#### Data in this exercise
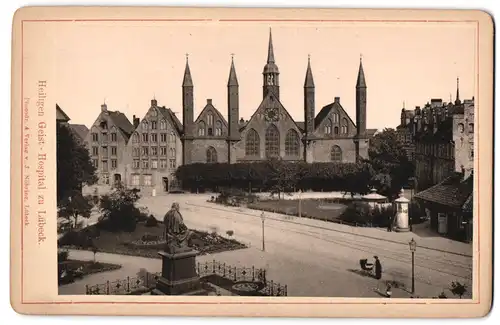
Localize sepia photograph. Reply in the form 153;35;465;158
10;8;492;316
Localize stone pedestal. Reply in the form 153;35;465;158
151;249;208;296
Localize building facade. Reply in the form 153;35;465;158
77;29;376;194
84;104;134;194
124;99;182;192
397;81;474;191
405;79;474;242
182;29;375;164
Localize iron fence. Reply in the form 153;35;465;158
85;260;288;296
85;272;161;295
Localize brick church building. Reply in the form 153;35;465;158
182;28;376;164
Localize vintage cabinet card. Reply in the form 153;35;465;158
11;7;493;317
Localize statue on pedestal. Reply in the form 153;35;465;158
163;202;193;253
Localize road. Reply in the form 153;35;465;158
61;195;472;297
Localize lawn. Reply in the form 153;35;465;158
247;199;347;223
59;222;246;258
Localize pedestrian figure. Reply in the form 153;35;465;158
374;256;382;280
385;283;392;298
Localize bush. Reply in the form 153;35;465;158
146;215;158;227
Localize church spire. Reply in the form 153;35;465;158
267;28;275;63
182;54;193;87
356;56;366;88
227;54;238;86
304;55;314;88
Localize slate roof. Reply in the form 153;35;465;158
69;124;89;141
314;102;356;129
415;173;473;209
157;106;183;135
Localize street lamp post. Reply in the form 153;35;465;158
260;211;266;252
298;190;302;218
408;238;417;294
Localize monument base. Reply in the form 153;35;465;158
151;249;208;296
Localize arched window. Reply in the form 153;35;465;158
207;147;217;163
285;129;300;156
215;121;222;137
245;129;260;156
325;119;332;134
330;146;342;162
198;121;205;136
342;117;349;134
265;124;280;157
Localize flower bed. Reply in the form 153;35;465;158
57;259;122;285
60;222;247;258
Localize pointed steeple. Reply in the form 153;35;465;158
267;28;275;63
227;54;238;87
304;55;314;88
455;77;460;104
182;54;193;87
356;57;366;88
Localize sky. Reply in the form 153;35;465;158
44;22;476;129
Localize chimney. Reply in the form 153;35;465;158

#### Exercise brief
Can you copy out, character for character, the rows starting at the line that contains "Localize slate roof." and ending at the line that contains "60;222;247;258", with both of those lines included?

#### Worked answer
Localize slate roof. Reply in the form 153;35;465;158
69;124;89;141
314;102;356;129
415;173;473;209
157;106;183;135
Localize street lamp post. Reply in the form 153;35;465;158
260;211;266;252
298;190;302;218
408;238;417;294
Localize monument base. Reply in the form 153;35;465;158
151;249;208;296
Localize arched window. Reply in the form 153;35;465;158
207;147;217;163
285;129;300;156
215;121;222;137
245;129;260;156
325;119;332;134
330;146;342;162
198;121;205;136
342;117;349;134
265;124;280;157
Localize flower bed. Reply in the form 153;35;465;158
57;259;122;285
60;222;247;258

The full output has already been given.